→ TO BE DONE: Could you rewrite everything from the line containing "concrete pool edge?" down to the end of the data below? Keep every line and leave its wording unchanged, but multiply each bounding box coordinate by 0.4 and round it to a whole number, with halves rounded up. Return only those lines.

→ DATASET EXTRACT:
__________________________________________________

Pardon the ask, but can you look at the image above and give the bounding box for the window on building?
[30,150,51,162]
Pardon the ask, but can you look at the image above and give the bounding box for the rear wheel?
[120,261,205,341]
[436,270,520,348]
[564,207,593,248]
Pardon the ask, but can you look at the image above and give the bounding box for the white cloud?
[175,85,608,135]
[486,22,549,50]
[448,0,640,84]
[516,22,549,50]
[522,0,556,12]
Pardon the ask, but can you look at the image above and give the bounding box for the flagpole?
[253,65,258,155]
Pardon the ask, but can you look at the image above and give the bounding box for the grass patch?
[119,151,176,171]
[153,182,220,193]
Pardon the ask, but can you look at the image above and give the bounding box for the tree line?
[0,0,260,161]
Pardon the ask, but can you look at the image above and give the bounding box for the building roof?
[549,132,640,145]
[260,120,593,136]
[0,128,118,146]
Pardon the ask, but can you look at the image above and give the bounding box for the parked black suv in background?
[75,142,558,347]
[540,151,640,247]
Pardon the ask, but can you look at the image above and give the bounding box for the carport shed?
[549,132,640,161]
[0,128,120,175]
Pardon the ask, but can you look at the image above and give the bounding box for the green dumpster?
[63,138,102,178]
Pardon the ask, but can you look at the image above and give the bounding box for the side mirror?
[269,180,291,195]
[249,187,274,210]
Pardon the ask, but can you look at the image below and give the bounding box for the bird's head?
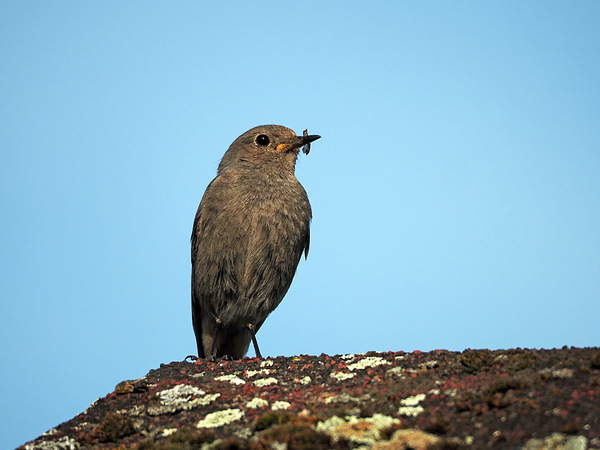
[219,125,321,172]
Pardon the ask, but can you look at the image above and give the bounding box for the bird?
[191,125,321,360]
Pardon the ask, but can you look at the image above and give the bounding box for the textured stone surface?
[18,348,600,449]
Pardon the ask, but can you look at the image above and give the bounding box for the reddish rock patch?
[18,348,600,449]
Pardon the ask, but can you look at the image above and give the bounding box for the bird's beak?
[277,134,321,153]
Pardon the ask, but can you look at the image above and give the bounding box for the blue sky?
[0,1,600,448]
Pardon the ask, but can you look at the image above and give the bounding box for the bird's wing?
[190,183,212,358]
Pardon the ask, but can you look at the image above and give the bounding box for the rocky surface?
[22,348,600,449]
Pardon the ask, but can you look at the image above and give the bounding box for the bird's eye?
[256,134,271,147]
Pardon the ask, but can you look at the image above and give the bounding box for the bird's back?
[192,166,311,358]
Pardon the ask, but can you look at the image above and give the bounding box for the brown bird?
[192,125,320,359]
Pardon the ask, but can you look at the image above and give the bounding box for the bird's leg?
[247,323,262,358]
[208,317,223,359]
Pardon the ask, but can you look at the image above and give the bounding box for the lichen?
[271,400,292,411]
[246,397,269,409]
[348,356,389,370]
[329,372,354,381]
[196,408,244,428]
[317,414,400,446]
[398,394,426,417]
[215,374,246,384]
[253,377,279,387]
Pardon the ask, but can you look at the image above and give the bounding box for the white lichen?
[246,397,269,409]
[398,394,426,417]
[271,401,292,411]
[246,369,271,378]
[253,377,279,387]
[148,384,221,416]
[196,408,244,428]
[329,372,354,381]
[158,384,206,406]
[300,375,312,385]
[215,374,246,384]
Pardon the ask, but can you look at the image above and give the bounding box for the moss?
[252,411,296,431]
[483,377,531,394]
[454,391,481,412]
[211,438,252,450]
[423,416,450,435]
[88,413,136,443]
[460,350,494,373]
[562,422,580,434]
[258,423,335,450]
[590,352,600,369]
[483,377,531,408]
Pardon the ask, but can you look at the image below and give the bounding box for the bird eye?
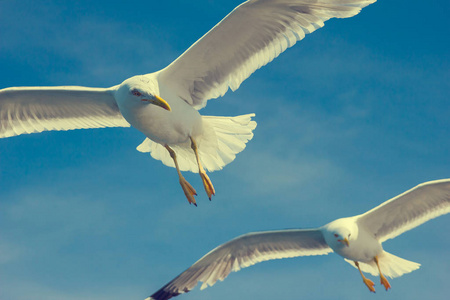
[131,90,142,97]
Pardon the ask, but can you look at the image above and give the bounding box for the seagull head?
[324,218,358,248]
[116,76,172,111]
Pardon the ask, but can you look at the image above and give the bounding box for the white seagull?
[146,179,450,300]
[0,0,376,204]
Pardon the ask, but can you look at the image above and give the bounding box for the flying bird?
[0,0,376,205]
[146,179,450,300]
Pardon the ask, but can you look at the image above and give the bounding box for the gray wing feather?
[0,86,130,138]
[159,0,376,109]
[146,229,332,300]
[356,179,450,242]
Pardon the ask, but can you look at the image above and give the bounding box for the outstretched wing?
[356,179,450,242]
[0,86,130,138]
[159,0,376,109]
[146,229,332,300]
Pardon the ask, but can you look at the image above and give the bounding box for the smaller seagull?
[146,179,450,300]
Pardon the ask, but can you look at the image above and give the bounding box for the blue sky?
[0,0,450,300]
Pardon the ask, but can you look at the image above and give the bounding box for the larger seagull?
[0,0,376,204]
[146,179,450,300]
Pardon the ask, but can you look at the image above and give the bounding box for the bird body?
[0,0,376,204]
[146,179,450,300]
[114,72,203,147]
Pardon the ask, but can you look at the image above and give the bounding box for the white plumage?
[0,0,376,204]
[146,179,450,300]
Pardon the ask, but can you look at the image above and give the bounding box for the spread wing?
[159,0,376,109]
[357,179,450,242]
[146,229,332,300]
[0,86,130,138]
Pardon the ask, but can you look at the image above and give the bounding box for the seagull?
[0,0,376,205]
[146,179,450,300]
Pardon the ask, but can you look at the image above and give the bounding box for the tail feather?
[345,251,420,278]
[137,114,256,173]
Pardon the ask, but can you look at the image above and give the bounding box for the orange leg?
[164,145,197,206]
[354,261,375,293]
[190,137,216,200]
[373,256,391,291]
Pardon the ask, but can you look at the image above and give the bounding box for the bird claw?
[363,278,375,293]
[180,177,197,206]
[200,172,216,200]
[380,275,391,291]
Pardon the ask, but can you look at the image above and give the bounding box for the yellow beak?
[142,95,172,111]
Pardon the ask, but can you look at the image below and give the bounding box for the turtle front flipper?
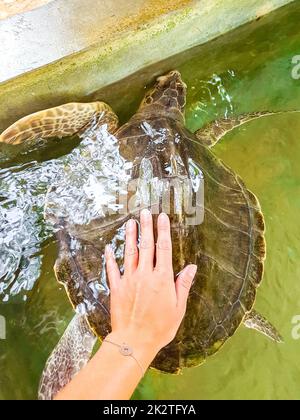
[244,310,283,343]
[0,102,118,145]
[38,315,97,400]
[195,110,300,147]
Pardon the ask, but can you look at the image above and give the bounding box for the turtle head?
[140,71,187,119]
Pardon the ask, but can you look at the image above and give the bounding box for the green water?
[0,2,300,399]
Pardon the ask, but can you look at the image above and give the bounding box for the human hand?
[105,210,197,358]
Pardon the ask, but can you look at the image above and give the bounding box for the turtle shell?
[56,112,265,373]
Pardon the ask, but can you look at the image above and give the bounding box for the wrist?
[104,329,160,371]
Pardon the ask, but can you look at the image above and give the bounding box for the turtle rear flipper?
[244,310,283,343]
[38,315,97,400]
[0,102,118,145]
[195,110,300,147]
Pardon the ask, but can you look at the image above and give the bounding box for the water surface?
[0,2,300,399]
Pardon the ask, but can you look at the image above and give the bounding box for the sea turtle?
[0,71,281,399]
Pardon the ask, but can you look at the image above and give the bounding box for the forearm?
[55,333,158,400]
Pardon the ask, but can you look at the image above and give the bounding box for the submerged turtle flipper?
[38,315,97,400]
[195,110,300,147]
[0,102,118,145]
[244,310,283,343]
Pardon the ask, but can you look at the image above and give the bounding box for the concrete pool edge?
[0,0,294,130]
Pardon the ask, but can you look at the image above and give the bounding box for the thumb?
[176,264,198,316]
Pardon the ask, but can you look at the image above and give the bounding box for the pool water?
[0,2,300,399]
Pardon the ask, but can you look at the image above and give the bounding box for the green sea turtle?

__________________________________________________

→ REPLY:
Pardon the ask, but can you look at the image above and give the bounding box for the concrete pool edge?
[0,0,118,52]
Pardon the ask, but can you look at the image above and give the bounding box for the thumb?
[70,106,79,126]
Pardon the ask, but can you look at the image above and give the bounding box for the pool water?
[0,1,120,160]
Pardon the ask, but can you look at the image above and give the bounding box for the green sea turtle?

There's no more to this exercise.